→ EXERCISE DETAILS:
Change "shelf-audit log" to "inventory record" in the items below, starting at the line containing "of the man's" and stopping after the line containing "the woman's other". Reproduce only those lines, with everything else left unchanged.

→ EXERCISE INPUTS:
((
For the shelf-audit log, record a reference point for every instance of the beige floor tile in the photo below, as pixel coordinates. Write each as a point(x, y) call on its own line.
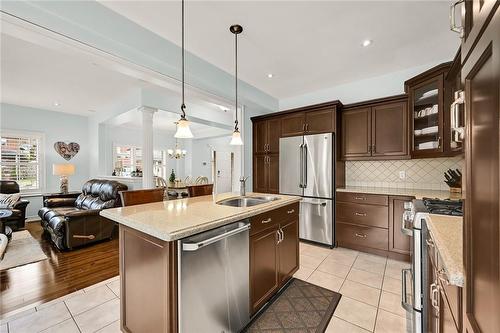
))
((
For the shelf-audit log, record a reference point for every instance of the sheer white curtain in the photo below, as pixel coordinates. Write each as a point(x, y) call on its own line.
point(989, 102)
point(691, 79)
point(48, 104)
))
((
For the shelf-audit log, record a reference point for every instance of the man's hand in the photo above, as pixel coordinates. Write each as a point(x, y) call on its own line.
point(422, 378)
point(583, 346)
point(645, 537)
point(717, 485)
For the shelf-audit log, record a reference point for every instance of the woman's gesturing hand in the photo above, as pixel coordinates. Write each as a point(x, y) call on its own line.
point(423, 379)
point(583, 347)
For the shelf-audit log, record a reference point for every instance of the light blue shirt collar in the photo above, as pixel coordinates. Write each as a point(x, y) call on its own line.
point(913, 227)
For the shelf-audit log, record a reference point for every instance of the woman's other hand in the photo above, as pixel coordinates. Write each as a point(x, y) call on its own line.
))
→ FINISHED TASK:
For the inventory record, record a reference point for every instance of the man's hand in the photo above, as pixel coordinates. Write each as a point(x, y) call on its own line.
point(422, 378)
point(583, 346)
point(645, 537)
point(717, 485)
For the inventory record, record a reference point for every instance of the woman's gesturing hand in the photo above, as pixel coordinates. Write each as a point(x, y) call on its own line.
point(423, 379)
point(583, 347)
For the inventory record, record a reference point for every instance of the light blue shirt collar in the photo above, as pixel coordinates. Write each as a point(x, y) call on its own line.
point(913, 227)
For the inventory record, record a reference point for every instance of the woman's other hand in the photo above, as pixel coordinates. Write each as a point(x, y) call on its own line.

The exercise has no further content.